» **Given records**
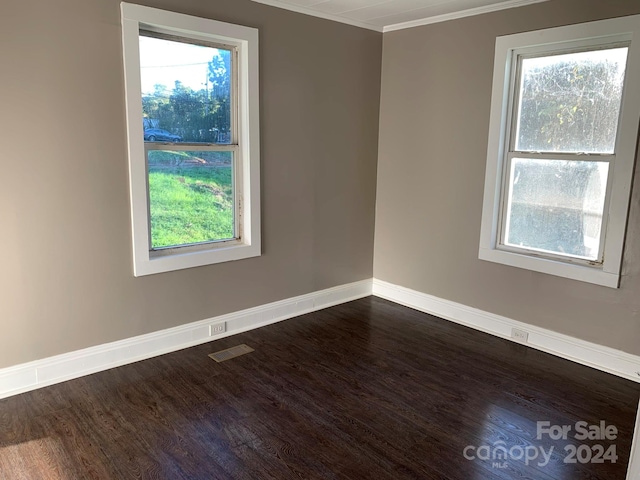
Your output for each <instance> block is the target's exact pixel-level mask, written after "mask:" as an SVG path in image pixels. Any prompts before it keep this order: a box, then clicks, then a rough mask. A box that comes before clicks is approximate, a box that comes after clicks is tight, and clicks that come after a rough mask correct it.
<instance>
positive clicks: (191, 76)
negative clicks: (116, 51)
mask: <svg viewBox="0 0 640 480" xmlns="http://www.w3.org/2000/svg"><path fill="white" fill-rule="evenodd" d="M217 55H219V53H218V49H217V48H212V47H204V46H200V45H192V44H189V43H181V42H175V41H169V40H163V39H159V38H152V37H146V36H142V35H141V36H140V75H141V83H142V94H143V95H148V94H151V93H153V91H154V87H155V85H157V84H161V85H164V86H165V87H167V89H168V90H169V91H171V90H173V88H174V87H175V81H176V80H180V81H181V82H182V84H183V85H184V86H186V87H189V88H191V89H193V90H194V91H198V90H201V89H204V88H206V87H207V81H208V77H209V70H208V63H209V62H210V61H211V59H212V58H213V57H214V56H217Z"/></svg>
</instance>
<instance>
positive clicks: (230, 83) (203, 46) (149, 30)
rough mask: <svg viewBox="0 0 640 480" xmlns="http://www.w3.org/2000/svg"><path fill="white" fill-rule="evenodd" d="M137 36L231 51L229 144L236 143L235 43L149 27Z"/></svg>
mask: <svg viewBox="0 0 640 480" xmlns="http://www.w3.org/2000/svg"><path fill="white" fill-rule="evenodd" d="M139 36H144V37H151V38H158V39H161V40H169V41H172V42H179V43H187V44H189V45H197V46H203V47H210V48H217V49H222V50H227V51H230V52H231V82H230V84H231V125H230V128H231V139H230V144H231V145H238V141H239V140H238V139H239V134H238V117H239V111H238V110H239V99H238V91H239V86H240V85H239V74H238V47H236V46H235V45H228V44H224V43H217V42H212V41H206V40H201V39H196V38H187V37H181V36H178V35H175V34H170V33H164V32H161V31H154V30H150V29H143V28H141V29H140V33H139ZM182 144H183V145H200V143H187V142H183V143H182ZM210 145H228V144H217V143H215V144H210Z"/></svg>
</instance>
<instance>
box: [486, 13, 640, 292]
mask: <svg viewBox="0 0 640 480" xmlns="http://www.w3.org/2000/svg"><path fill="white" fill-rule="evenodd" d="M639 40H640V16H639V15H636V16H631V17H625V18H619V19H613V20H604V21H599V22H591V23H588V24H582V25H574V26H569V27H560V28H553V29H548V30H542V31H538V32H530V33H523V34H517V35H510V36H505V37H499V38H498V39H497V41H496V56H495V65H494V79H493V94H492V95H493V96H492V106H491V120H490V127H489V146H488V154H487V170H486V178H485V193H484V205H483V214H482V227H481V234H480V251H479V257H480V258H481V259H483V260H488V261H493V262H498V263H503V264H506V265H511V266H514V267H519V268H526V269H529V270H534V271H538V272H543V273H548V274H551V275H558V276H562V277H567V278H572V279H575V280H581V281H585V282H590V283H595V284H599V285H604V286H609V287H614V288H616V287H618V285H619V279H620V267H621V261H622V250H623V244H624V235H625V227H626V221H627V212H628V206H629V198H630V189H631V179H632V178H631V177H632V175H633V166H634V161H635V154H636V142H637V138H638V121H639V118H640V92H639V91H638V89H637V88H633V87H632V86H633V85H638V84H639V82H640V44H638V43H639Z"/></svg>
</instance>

» **Work item**
Copy the entire listing exactly but skip the pictures.

» **Solution below**
Your output for each <instance> block is the target's exact pixel-level mask, written after "mask:" as an SVG path in image pixels. Any prompts before it keep this order: a box, then clicks, then a rough mask. A box that comes before clicks is approximate, a box that comes after clicks is tight, and clicks that come after a rough mask correct it.
<instance>
positive clicks: (191, 76)
negative clicks: (116, 51)
mask: <svg viewBox="0 0 640 480" xmlns="http://www.w3.org/2000/svg"><path fill="white" fill-rule="evenodd" d="M217 55H219V53H218V49H217V48H212V47H204V46H200V45H192V44H189V43H181V42H175V41H169V40H163V39H159V38H152V37H146V36H142V35H141V36H140V75H141V83H142V94H143V95H148V94H151V93H153V91H154V87H155V85H157V84H161V85H164V86H165V87H167V89H168V90H169V91H171V90H173V88H174V87H175V81H176V80H180V81H181V82H182V84H183V85H184V86H186V87H189V88H191V89H193V90H194V91H198V90H201V89H204V88H206V87H207V81H208V77H209V70H208V63H209V62H210V61H211V59H212V58H213V57H214V56H217Z"/></svg>
</instance>
<instance>
positive clicks: (230, 83) (203, 46) (149, 30)
rough mask: <svg viewBox="0 0 640 480" xmlns="http://www.w3.org/2000/svg"><path fill="white" fill-rule="evenodd" d="M137 36L231 51L229 144L236 143L235 43L149 27Z"/></svg>
mask: <svg viewBox="0 0 640 480" xmlns="http://www.w3.org/2000/svg"><path fill="white" fill-rule="evenodd" d="M139 36H144V37H151V38H158V39H161V40H169V41H172V42H179V43H187V44H189V45H197V46H203V47H210V48H217V49H222V50H227V51H230V52H231V82H230V84H231V125H230V128H231V139H230V144H231V145H238V141H239V140H238V139H239V134H238V117H239V111H238V110H239V99H238V91H239V86H240V85H239V74H238V47H236V46H235V45H228V44H224V43H217V42H212V41H206V40H201V39H196V38H187V37H181V36H178V35H175V34H170V33H164V32H161V31H154V30H150V29H143V28H141V29H140V33H139ZM182 144H183V145H200V143H187V142H183V143H182ZM210 145H228V144H217V143H215V144H210Z"/></svg>
</instance>
<instance>
box: [486, 13, 640, 292]
mask: <svg viewBox="0 0 640 480" xmlns="http://www.w3.org/2000/svg"><path fill="white" fill-rule="evenodd" d="M639 40H640V16H639V15H636V16H631V17H625V18H619V19H613V20H604V21H599V22H591V23H588V24H582V25H574V26H569V27H560V28H553V29H548V30H542V31H538V32H530V33H523V34H517V35H510V36H505V37H499V38H498V39H497V41H496V56H495V65H494V79H493V94H492V95H493V96H492V106H491V120H490V127H489V146H488V154H487V170H486V178H485V193H484V205H483V214H482V227H481V234H480V251H479V257H480V258H481V259H483V260H488V261H493V262H498V263H503V264H506V265H511V266H514V267H519V268H526V269H529V270H534V271H538V272H543V273H548V274H551V275H558V276H562V277H567V278H572V279H575V280H581V281H585V282H590V283H595V284H599V285H604V286H609V287H614V288H616V287H618V285H619V279H620V267H621V261H622V250H623V244H624V235H625V227H626V221H627V212H628V206H629V198H630V189H631V179H632V178H631V177H632V175H633V166H634V161H635V154H636V142H637V138H638V121H639V118H640V92H639V91H638V89H637V88H633V87H632V86H633V85H638V84H639V82H640V44H638V43H639Z"/></svg>
</instance>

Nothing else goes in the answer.